==== Given passage

Skip to content

Composition

In general, the questions herein should be studied before data collection. The datasheets paper1 notes that most of the questions:

"… are intended to provide dataset consumers with the information they need to make informed decisions about using the dataset for their chosen tasks. … the questions are designed to elicit information about compliance with the EU's General Data Protection Regulation (GDPR) or comparable regulations in other jurisdictions."



What does each data set instance represent?

Describe what each instance, i.e., row, of the data set represents. Although peculiar, if the data set is multi-representational, e.g., an instance in a merchant's data base table might represent one of: (a) an online reading event, (b) an online product purchasing event, or \(c\) an online download event. Each representation must be described.



The # of Instances

How many instances does the data set have?



Pre-processed?

Are any aspects of the data set pre-processed? If yes:

  • Document the pre-processing steps.
  • State whether the underlying raw data is available, and provide a link to the data.
  • If available, provide a link to the pre-processing programs.



Is the data set a sample of a larger data set?

If yes:

  • If the data set is representative of the larger data set: How was representativeness verified/validated?
  • If the data set is not representative of the larger data set, e.g., is a geographically focused subset, explain why.



Lineage

Summarise the data set's lineage, including linkage options.2, 3



Licences & Fees

If applicable, summarise the data's costs.



Profiles of Instances

Herein, the focus is a summary of the instances of a data set, e.g., for a tabular data set:

By Field

  • The field name.
  • Description: What does the element of an instance denote/represent?
  • Data type.
  • Dictionary of a categorical data type.
  • Unit of measure.
  • Is this a raw data field or a feature?
  • Is this a target field?
  • Does the field identify a sub-population?

========
==== Record extracts

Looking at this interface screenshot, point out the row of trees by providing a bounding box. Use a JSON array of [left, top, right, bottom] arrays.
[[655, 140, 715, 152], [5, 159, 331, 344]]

========
==== Record extracts

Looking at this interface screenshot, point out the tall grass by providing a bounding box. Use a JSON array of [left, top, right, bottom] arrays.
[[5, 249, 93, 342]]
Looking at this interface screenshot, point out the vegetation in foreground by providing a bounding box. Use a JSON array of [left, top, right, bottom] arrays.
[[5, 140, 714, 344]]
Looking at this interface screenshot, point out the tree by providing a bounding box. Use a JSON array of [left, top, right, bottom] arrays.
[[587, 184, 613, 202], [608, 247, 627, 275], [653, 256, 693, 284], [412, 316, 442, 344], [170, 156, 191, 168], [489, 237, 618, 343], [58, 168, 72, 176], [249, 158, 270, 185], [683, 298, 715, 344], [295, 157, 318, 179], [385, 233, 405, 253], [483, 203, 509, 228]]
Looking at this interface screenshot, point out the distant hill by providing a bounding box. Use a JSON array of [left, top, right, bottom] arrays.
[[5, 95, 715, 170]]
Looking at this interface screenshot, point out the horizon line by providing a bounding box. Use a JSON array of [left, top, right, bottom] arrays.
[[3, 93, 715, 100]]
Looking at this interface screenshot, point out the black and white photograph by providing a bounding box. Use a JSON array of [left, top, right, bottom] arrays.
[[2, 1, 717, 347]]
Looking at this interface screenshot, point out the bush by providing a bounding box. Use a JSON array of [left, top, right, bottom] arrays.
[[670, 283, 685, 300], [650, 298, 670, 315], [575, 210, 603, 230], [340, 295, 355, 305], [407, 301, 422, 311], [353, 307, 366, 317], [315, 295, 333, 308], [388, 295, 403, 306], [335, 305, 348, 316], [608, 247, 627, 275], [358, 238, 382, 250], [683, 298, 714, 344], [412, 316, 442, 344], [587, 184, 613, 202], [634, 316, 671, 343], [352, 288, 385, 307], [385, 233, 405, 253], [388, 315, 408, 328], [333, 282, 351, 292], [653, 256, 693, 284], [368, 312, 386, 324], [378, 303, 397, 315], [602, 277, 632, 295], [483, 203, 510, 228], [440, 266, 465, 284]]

========
==== Record extracts

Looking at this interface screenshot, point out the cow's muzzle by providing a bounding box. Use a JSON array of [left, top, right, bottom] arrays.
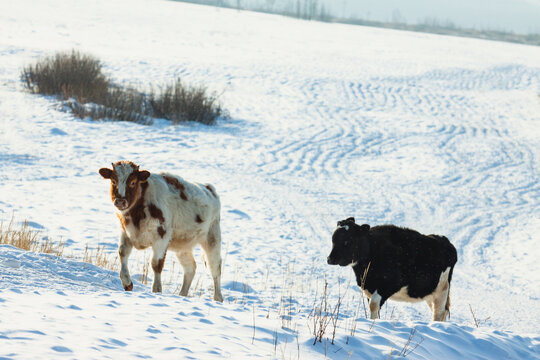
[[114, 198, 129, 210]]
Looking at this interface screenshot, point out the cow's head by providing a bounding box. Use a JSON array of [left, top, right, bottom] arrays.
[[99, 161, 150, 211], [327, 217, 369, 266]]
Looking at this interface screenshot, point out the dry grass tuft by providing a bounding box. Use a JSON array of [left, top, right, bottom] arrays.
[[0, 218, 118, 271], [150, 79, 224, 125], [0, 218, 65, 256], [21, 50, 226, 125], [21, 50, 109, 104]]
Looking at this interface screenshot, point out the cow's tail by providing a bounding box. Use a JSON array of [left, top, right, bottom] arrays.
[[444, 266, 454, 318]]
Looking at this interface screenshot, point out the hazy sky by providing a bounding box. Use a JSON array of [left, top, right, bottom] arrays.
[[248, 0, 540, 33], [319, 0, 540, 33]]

========

### [Prompt 1]
Transcribe the part of the dataset composition guide that begins with the words containing "Are any aspects" and ends with "was representativeness verified/validated?".
### [Prompt 2]
Pick up the dataset composition guide at the point where it stops, and keep writing it.
The material has no connection to the dataset composition guide.

### [Response 1]
Are any aspects of the data set pre-processed? If yes:

  • Document the pre-processing steps.
  • State whether the underlying raw data is available, and provide a link to the data.
  • If available, provide a link to the pre-processing programs.



Is the data set a sample of a larger data set?

If yes:

  • If the data set is representative of the larger data set: How was representativeness verified/validated?

### [Response 2]
  • Column Profile: Note column profiling "… provides statistical information regarding the distribution of data values and associated patterns that are assigned to each data attribute, …". 5     If a field/column has missing elements, explain why.
  • A graph of the field's data distribution.


Across Fields

  • Cross-Column Profiles: Relationships between columns.



Errors

Please detail any errors, sources of noise, or redundancies.



Are there recommended data splits?



Confidentiality

Does the data set contain data that might be considered confidential? For example,

  • Is the data protected by legal privilege or by doctor–patient confidentiality?
  • Does the data include the content of private/non-public communications of individuals.



Identification of Individuals

Is it possible to identify individuals directly or indirectly?



Data Sensitivity

Does the data set include sensitive data elements? Describe. Examples of sensitive data elements are elements that directly/indirectly reveal:

  • Locations.
  • Financial details.
  • Health details.
  • Biometric profiles.
  • Genetic profiles.
  • Government identification codes of individuals.
  • Criminal history.
  • Institutionally and/or commercially sensitive data.
  • Race or ethnic origin.
  • Sexual orientations.
  • Religious beliefs.
  • Political opinions.
  • Trade union memberships.
  • And more.



Distressing Data Elements

Does ``… the dataset contain data that, if viewed directly, might be offensive, insulting, threatening, or might otherwise cause anxiety?''4, 1












  1. Datasheets for Datasets, arXiv:1803.09010v8, 2021, updated datasheet appendix 

  2. QLIK: What is data lineage? 

  3. IBM: What is data lineage? 

  4. Datasheets for Datasets, Communications of the ACM, 2021, Volume 64, Issue 12, pages 86 – 92 

  5. 5.5.2 Profiling for Data Quality Assessment, in Master Data Management, Page 96, The MK/OMG Press, 2008 

  6. What is data profiling?